## Document excerpt
....
Conversely, if the petition, affidavits and other evidence supporting the petition allege
facts that, if true, would entitle the petitioner to relief, the post-conviction claim may not be
summarily dismissed. Charboneau v. State, 140 Idaho 789, 792, 102 P.3d 1108, 1111 (2004);
Berg, 131 Idaho at 519, 960 P.2d at 740; Stuart v. State, 118 Idaho 932, 934, 801 P.2d 1283,
1285 (1990); Sheahan v. State, 146 Idaho 101, 104, 190 P.3d 920, 923 (Ct. App. 2008); Roman,
125 Idaho at 647, 873 P.2d at 901. If a genuine issue of material fact is presented, an evidentiary
hearing must be conducted to resolve the factual issues. Kelly, 149 Idaho at 521, 236 P.3d at
1281; Payne, 146 Idaho at 561, 199 P.3d at 136; Goodwin, 138 Idaho at 272, 61 P.3d at 629.
On appeal from an order of summary dismissal, we apply the same standards utilized by
the trial courts and examine whether the petitioner’s admissible evidence asserts facts which, if
true, would entitle the petitioner to relief. Ridgley v. State, 148 Idaho 671, 675, 227 P.3d 925,
929 (2010); Berg, 131 Idaho at 519, 960 P.2d at 740; Sheahan, 146 Idaho at 104, 190 P.3d at
923; Roman, 125 Idaho at 647, 873 P.2d at 901. Over questions of law, we exercise free review.
Rhoades v. State, 148 Idaho 247, 250, 220 P.3d 1066, 1069 (2009); Downing v. State, 136 Idaho
367, 370, 33 P.3d 841, 844 (Ct. App. 2001); Martinez v. State, 130 Idaho 530, 532, 944 P.2d
127, 129 (Ct. App. 1997).
5
Claims in a post-conviction petition are also subject to dismissal if they are either barred
under principles of res judicata or have been forfeited. Res judicata applies to claims in a
post-conviction petition that have been previously addressed on direct appeal. State v. LePage,
138 Idaho 803, 811, 69 P.3d 1064, 1072 (Ct. App. 2003). Idaho Code § 19-4901(b) provides,
“Any issue which could have been raised on direct appeal, but was not, is forfeited and may not
be considered in post-conviction proceedings . . . .” Such an issue may only be considered if the
court determines that the asserted basis for relief raises a substantial doubt as to the reliability of
the defendant’s guilt, and could not, in the exercise of due diligence have been brought earlier.
I.C. § 19-4901(b).
III.
DISCUSSION
As stated above, Moore asserts numerous claims in his petition for post-conviction relief,
including prosecutorial misconduct, ineffective assistance of counsel, violations of his right to a
speedy trial, vindictive prosecution, double jeopardy, improper jury instructions, false arrest, and
other various grounds. The State responds that Moore has shown no error in the summary
dismissal of his petition because all of his claims were forfeited or resolved in the criminal case
or on appeal, are without factual basis, or both. We address each claim in turn.
....
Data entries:
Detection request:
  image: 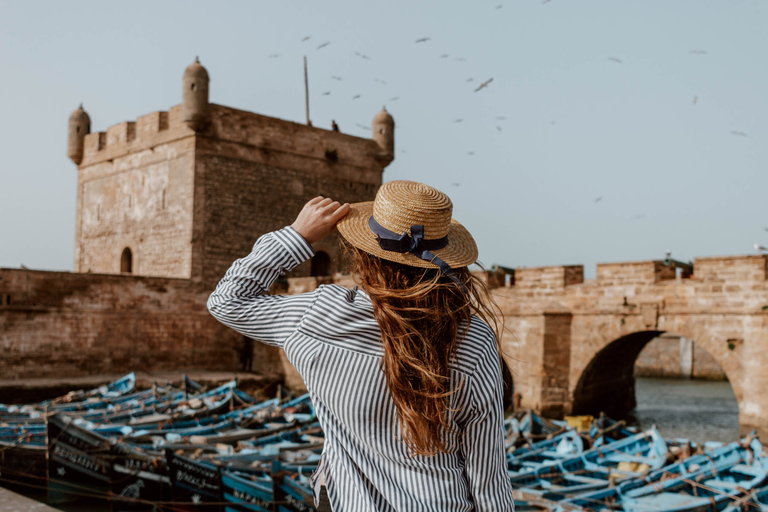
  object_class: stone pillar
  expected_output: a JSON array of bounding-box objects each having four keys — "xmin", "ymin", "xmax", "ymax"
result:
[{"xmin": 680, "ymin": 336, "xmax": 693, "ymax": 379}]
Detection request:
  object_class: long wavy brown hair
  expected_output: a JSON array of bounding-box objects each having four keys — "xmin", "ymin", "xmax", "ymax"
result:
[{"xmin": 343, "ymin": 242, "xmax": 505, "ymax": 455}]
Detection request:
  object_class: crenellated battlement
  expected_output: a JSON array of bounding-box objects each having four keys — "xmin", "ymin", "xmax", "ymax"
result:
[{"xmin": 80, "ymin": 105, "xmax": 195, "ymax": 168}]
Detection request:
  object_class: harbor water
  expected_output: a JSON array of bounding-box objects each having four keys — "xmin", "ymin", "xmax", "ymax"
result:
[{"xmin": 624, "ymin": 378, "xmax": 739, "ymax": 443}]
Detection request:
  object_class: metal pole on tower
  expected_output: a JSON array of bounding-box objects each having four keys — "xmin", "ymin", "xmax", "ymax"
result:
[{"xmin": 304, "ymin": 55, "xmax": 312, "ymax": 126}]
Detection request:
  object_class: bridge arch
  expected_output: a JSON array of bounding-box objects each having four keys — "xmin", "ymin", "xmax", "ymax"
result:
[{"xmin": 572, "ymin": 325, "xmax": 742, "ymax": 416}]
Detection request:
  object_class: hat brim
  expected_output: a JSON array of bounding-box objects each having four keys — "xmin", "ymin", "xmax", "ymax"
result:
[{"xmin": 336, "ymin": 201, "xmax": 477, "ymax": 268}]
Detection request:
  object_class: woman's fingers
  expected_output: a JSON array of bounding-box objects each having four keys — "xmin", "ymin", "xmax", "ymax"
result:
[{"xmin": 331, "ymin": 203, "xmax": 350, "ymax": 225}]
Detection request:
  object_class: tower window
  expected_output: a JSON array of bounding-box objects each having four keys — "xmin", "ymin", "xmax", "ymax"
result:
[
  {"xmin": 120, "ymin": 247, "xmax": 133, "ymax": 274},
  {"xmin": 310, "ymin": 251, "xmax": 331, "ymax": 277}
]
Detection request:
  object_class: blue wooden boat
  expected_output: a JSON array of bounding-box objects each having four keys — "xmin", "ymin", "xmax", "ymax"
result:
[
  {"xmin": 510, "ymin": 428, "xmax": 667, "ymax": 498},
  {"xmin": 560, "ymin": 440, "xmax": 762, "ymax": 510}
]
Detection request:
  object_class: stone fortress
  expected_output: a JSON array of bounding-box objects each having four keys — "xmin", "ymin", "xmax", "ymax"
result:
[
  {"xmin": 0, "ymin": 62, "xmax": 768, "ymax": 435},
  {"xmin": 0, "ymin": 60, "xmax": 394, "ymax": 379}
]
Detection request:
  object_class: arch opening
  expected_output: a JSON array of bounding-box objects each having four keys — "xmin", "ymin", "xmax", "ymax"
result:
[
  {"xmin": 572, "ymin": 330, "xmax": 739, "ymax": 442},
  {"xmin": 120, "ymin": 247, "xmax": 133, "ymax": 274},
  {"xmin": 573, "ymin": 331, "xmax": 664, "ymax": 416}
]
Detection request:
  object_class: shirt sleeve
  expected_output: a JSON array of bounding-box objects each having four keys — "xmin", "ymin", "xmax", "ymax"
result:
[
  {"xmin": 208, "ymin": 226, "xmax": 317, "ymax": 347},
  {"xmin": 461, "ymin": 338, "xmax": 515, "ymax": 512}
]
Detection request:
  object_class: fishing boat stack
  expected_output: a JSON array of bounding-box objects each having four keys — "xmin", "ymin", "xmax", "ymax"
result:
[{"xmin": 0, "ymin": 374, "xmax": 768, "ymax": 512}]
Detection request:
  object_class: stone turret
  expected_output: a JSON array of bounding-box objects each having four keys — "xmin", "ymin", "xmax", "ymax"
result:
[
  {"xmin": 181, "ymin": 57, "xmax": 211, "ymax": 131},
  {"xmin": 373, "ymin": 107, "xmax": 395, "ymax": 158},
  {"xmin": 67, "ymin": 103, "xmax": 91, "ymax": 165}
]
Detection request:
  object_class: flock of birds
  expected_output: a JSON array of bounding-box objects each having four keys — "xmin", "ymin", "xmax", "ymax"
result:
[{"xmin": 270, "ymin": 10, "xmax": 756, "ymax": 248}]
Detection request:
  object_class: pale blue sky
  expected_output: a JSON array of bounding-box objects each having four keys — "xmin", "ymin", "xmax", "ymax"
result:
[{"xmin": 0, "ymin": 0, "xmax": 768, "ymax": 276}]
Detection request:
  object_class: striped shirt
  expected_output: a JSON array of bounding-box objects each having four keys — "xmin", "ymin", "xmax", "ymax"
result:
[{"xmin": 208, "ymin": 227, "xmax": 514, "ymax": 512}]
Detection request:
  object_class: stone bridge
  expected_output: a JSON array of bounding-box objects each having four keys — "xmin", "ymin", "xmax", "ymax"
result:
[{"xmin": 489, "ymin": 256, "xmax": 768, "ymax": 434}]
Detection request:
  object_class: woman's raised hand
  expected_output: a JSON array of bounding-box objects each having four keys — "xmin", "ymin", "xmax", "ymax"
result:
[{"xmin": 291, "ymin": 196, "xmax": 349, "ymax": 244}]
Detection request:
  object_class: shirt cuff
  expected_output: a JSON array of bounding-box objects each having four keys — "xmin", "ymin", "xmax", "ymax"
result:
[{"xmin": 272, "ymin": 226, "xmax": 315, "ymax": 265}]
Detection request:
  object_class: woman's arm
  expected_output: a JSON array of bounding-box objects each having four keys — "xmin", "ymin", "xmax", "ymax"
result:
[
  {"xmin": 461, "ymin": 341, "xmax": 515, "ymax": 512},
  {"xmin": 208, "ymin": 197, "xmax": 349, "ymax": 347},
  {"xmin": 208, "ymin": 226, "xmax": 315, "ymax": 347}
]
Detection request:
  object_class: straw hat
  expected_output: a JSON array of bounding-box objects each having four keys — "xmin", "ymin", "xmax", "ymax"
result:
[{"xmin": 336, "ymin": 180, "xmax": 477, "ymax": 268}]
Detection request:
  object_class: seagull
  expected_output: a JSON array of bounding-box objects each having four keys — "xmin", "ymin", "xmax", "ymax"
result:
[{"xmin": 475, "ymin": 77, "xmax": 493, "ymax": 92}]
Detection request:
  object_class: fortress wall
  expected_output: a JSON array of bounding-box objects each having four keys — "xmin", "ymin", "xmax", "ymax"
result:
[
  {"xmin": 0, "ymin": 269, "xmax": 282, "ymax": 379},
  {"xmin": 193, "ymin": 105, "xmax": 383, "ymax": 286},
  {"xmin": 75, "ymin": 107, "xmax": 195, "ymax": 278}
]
....
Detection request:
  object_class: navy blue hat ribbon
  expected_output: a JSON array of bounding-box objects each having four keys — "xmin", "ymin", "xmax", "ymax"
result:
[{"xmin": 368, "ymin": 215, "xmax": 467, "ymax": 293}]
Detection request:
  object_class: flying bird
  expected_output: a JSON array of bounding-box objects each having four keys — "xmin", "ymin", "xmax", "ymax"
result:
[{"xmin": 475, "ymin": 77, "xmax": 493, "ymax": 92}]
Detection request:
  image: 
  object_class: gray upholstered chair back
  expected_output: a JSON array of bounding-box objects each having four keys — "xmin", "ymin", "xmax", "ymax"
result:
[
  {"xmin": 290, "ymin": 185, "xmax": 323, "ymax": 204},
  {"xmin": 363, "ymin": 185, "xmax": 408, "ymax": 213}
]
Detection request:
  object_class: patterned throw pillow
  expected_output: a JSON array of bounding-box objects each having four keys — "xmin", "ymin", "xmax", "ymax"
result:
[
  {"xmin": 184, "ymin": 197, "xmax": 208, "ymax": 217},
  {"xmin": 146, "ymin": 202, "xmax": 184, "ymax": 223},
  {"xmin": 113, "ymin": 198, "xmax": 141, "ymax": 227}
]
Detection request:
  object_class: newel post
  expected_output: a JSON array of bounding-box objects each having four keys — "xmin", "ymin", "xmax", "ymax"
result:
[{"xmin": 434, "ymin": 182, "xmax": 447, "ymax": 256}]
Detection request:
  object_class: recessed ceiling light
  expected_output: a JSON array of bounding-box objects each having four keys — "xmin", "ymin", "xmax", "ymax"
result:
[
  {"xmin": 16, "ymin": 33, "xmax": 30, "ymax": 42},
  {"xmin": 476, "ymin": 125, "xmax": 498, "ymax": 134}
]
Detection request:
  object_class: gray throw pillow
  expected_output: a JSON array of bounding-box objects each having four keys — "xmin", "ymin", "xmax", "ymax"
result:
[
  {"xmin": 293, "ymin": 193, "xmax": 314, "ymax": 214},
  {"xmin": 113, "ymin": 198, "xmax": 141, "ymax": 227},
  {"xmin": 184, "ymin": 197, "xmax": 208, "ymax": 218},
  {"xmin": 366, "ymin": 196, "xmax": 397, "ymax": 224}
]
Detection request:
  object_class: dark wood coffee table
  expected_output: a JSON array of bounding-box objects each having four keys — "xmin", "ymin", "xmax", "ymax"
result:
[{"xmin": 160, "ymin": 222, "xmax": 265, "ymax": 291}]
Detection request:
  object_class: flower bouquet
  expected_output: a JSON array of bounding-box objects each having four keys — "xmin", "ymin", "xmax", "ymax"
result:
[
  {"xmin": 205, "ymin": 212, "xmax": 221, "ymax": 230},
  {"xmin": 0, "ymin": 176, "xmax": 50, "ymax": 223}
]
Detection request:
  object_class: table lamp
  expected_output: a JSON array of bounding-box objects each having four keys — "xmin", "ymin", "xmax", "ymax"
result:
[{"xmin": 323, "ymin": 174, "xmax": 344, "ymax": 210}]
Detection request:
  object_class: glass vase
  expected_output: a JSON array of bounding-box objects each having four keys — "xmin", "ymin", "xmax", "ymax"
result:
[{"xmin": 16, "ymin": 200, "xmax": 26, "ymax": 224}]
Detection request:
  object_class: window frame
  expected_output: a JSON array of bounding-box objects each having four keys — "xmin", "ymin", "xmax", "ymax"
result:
....
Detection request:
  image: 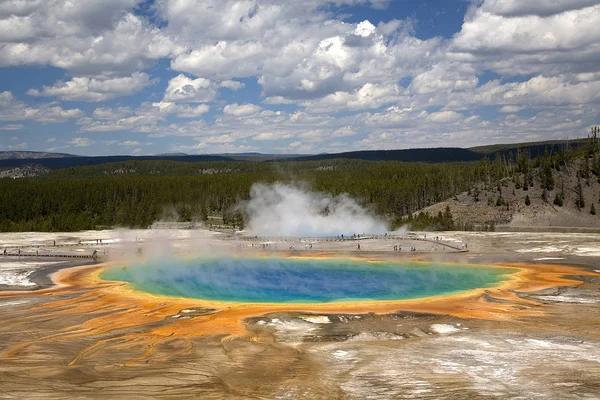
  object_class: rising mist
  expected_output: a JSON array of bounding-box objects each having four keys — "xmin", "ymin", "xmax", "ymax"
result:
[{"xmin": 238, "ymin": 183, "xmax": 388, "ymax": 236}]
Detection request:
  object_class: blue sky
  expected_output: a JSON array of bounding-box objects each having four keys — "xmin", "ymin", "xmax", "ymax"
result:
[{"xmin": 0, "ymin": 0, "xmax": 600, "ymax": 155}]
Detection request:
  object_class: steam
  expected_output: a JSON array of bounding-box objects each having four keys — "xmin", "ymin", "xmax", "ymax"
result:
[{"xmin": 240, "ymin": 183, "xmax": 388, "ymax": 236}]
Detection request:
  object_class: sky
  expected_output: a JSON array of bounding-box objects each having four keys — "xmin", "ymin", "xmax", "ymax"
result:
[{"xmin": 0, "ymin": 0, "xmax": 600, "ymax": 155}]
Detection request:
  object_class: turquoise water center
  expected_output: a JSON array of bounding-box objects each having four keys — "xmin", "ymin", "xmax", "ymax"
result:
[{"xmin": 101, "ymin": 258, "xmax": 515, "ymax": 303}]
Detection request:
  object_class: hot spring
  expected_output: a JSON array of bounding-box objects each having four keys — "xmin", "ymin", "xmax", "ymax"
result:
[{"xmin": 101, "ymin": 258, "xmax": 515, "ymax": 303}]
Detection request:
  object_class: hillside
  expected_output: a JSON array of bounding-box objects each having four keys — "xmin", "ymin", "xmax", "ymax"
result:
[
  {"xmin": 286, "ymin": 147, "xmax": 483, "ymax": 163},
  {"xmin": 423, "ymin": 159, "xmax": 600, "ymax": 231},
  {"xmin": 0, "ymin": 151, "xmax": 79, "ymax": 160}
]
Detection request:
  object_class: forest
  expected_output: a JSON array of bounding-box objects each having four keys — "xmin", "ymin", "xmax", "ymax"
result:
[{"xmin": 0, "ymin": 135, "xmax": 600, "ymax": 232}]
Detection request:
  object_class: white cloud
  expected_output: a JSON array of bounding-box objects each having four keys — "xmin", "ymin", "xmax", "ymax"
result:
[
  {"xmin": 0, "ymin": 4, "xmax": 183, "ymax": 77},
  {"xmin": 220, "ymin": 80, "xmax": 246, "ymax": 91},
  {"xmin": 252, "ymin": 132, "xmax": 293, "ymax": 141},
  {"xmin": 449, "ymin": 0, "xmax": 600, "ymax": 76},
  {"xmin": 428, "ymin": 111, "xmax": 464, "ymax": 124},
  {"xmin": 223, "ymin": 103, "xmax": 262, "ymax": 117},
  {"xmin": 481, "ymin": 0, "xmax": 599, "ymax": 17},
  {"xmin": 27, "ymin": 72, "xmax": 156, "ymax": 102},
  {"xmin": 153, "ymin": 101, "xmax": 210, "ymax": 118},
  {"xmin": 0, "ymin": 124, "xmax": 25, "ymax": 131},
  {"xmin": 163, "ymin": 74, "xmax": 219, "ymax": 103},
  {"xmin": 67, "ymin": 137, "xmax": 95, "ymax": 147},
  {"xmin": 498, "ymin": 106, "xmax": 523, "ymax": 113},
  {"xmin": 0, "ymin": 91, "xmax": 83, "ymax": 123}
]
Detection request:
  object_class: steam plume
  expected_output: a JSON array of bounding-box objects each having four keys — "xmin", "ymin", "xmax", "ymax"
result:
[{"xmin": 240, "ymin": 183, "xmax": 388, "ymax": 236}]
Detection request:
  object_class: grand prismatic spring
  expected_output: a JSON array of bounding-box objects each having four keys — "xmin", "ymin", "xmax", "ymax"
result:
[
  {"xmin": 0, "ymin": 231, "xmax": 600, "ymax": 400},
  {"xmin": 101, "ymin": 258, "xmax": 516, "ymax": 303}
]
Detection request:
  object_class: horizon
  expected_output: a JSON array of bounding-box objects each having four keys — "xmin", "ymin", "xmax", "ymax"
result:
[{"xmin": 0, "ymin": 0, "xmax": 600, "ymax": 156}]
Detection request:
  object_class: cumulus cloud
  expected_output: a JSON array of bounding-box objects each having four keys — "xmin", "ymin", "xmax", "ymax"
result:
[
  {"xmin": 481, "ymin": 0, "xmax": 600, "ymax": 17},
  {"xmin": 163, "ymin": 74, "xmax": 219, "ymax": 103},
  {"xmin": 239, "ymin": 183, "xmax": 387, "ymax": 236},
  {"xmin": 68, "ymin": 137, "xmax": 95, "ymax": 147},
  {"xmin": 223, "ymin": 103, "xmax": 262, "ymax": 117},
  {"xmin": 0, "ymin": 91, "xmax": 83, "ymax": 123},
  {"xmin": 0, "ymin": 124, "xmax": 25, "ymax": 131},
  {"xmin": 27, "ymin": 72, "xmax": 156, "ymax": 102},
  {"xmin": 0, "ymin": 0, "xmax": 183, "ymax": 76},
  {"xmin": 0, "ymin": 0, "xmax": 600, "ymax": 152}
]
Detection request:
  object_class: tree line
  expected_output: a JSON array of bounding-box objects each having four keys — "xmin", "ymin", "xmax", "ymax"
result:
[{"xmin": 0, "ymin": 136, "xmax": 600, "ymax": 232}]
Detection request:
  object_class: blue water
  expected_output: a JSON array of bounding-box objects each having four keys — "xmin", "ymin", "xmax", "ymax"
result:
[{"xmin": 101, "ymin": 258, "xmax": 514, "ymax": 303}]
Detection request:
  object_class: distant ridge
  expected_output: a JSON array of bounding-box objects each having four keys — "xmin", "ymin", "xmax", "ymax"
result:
....
## Written exercise 1
Retype the court opinion on post-conviction relief from "Rhoades v. State, 148" up to and including "(Ct. App. 1997).".
## Written exercise 2
Continue the court opinion on post-conviction relief, starting right after its last sentence.

## Task result 1
Rhoades v. State, 148 Idaho 247, 250, 220 P.3d 1066, 1069 (2009); Downing v. State, 136 Idaho
367, 370, 33 P.3d 841, 844 (Ct. App. 2001); Martinez v. State, 130 Idaho 530, 532, 944 P.2d
127, 129 (Ct. App. 1997).

## Task result 2
A. Prosecutorial Misconduct
Moore asserts the prosecution committed misconduct by introducing perjured testimony
and withholding evidence. Without objection at trial, a conviction will be reversed for
prosecutorial misconduct only if the conduct is sufficiently egregious so as to result in
fundamental error. State v. Field, 144 Idaho 559, 571, 165 P.3d 273, 285 (2007). Even when
prosecutorial misconduct has resulted in fundamental error, the conviction will not be reversed
when that error is harmless. State v. Perry, 150 Idaho 209, 228, 245 P.3d 961, 980 (2010). The
State may not knowingly use false evidence to obtain a conviction, including false testimony that
the prosecution allows to go uncorrected. Sivak v. State, 134 Idaho 641, 649, 8 P.3d 636, 644
(2000) (citing Napue v. Illinois, 360 U.S. 264, 269 (1959)). Such nondisclosure of material
evidence affecting a witness’s credibility, when the reliability of the witness may determine the
guilt or innocence of the defendant, justifies a new trial irrespective of the good or bad faith of
the prosecution. Id. (citing Giglio v. United States, 405 U.S. 150, 153-54 (1972)). A stricter
materiality standard is used in cases involving the prosecution’s knowing use of false testimony
6
than in cases where the prosecution has failed to disclose exculpatory evidence. Id. Because a
conviction obtained by the knowing use of perjured testimony is fundamentally unfair, the
conviction will be set aside if there is any reasonable likelihood that the false testimony could
have affected the judgment of the jury. Id. (citing United States v. Bagley, 473 U.S. 667, 678
(1985)). Similar to the harmless error analysis of claims of prosecutorial misconduct without
objection, perjured testimony will not be considered material if its use was harmless beyond a
reasonable doubt. Id.
There are numerous defects in Moore’s claim of prosecutorial misconduct by use of false
testimony. The testimony Moore refers to is that testimony from witnesses indicating that
Meridian police were on site when Moore was arrested. Moore asserts the Meridian police were
not present and the State had an obligation to correct the false testimony. Though Moore
included his own affidavit stating the Meridian police were not present, despite the conflict with
testimony of the witnesses, there is nothing more than Moore’s bald assertion to support that the
witnesses testified falsely. Moore also presented evidence from the Meridian Police Department
indicating that the agency has no record of responding to an incident at the location of Moore’s
arrest on the date that he was arrested. However, that evidence also shows that such record may
not be available, even when police did respond to a dispatch, if the police from that agency took
no action. By Moore’s own assertions, Meridian police did not have jurisdiction in the area
where Moore was arrested and he infers it was not the Meridian police who made the arrest.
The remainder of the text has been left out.